**Page text**
Diffusion mixture factor first cell

[Pak]

I am running the following diffusion reaction problem:

Solution 0
units mol/kgw
pH   7

Solution 1-5
units    mol/kgw
C    6.470e-06
pH    12.468 
Cl    7.27e-4
Ca    2.028e-02

Equilibrium_Phases 1-5
Calcite             0       130.7

TRANSPORT
-cells                 5
-lengths               0.00275    # dx
-shifts                500  #
-time_step             1e5   # dt
-flow_direction        diffusion_only
-boundary_conditions   constant, closed
-dispersivities        0
-correct_disp          true
-diffusion_coefficient    1.97752E-12

According to Phreeqc Manual: "USER'S GUIDE TO PHREEQC (VERSION 2). (Equations on which the program is based)" by David L. Parkhurst and C.A.J. Appelo. Dispersive transport (in the presented case, it is diffusive transport since there is not advection) in a central difference scheme is essentially mixing of cells. A mixing factor mixf is defined as:

mixf=D*dt/(n*dx^2) --->  Assuming n=1 (so long as the mixing factor is smaller than 1/3) the mixing factor of the presented problem will be --> mixf=1.97752E-12*1e5/(0.00275 ^2) which is roughly 2.615e-02;
If I am not wrong the sum of percentages of a mixture in PHREEQC after a diffusive transport must be equal to 1. For instance, in cell 2 the mixture for the new batch reaction after one time step will be:

Mixture 2
    2.615e-02 Solution 1   Solution after simulation 1.

**Saved data entries**
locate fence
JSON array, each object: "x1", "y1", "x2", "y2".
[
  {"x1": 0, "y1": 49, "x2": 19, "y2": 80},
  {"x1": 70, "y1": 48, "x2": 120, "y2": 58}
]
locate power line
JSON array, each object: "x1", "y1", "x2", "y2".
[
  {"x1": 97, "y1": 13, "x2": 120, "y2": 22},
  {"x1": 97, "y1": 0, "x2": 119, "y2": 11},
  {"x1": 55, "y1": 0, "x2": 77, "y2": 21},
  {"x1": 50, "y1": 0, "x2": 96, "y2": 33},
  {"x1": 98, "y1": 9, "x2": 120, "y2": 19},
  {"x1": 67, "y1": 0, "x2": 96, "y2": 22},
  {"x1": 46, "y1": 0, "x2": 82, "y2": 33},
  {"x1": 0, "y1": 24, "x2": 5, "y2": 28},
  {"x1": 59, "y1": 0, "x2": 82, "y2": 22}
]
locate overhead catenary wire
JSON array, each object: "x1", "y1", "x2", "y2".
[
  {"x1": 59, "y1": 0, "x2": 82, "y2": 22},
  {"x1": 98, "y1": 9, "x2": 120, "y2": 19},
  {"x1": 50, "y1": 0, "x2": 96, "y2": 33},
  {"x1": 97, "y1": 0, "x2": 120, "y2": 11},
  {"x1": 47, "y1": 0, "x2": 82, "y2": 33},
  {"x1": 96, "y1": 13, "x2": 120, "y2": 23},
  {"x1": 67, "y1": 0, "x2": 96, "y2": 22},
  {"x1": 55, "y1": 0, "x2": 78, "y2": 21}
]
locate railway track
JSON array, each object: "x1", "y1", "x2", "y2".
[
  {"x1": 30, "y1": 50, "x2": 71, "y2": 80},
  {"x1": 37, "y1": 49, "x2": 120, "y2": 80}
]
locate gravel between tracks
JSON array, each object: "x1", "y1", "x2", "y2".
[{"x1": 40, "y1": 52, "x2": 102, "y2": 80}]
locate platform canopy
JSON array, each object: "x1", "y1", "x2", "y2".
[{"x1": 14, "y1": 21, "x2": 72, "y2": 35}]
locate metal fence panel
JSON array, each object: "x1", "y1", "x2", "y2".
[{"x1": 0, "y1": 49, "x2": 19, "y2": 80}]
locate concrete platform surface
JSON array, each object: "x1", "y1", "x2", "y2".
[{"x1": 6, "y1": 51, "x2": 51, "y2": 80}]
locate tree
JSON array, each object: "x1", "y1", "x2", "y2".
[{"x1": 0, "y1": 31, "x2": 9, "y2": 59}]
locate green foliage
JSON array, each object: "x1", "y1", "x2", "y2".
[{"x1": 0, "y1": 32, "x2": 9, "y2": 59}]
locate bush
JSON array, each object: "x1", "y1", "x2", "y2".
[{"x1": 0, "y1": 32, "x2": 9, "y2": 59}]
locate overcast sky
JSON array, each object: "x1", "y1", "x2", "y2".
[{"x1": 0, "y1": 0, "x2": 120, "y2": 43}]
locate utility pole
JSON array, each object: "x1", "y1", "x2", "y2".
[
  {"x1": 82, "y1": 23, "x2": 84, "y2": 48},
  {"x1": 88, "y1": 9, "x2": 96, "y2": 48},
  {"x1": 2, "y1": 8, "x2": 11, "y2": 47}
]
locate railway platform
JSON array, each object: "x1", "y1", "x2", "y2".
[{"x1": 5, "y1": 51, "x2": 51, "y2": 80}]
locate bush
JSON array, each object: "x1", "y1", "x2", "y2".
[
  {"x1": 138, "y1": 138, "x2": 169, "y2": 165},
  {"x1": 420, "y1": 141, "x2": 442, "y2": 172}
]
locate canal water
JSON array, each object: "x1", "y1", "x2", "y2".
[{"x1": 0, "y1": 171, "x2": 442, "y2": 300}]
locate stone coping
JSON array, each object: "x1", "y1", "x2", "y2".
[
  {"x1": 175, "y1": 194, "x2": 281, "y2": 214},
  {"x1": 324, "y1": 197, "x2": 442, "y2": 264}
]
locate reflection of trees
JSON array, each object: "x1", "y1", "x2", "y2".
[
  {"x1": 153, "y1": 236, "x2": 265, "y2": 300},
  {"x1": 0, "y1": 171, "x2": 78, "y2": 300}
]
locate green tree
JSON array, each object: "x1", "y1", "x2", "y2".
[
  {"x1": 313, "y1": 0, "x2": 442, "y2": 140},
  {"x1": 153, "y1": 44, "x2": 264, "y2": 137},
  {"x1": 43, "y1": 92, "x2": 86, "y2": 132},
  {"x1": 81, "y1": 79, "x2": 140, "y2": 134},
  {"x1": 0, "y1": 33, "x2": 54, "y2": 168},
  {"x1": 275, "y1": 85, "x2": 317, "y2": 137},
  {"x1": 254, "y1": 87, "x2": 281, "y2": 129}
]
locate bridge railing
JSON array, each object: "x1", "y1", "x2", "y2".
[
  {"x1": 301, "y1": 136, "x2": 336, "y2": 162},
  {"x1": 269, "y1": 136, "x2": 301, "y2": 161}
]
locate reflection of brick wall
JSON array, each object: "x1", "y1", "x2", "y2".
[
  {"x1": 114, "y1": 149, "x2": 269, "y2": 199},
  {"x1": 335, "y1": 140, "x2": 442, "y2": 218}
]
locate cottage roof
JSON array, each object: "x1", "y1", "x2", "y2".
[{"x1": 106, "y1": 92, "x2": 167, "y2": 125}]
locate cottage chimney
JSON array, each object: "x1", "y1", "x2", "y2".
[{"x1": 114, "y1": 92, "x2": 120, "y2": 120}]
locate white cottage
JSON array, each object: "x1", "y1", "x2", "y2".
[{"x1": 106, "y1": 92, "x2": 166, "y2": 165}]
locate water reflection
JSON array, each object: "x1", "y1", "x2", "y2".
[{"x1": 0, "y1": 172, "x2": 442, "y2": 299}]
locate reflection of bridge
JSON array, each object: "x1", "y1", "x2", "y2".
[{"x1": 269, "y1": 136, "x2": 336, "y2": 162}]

**Tasks to complete**
**a.** Please decide whether each statement agrees with the PHREEQC post: (i) the poster assumes n equals 1; (ii) the post describes the transport as advective; (iii) the mixing factor works out to roughly 2.615e-02. Answer yes or no for each and quote the deciding words.
**b.** Rewrite the PHREEQC post from "mixf=D*dt/(n*dx^2) --->  Assuming" to "after simulation 1.", renaming "mixing factor" as "mix coefficient".
**c.** Translate this sentence from the PHREEQC post into Spanish: "If I am not wrong the sum of percentages of a mixture in PHREEQC after a diffusive transport must be equal to 1."

**Responses in order**
**a.**
(i) Yes: "Assuming n=1"
(ii) No: "it is diffusive transport since there is not advection"
(iii) Yes: "which is roughly 2.615e-02"

**b.**
mixf=D*dt/(n*dx^2) --->  Assuming n=1 (so long as the mix coefficient is smaller than 1/3) the mix coefficient of the presented problem will be --> mixf=1.97752E-12*1e5/(0.00275 ^2) which is roughly 2.615e-02;
If I am not wrong the sum of percentages of a mixture in PHREEQC after a diffusive transport must be equal to 1. For instance, in cell 2 the mixture for the new batch reaction after one time step will be:

Mixture 2
    2.615e-02 Solution 1   Solution after simulation 1.

**c.** Si no me equivoco, la suma de los porcentajes de una mezcla en PHREEQC después de un transporte difusivo debe ser igual a 1.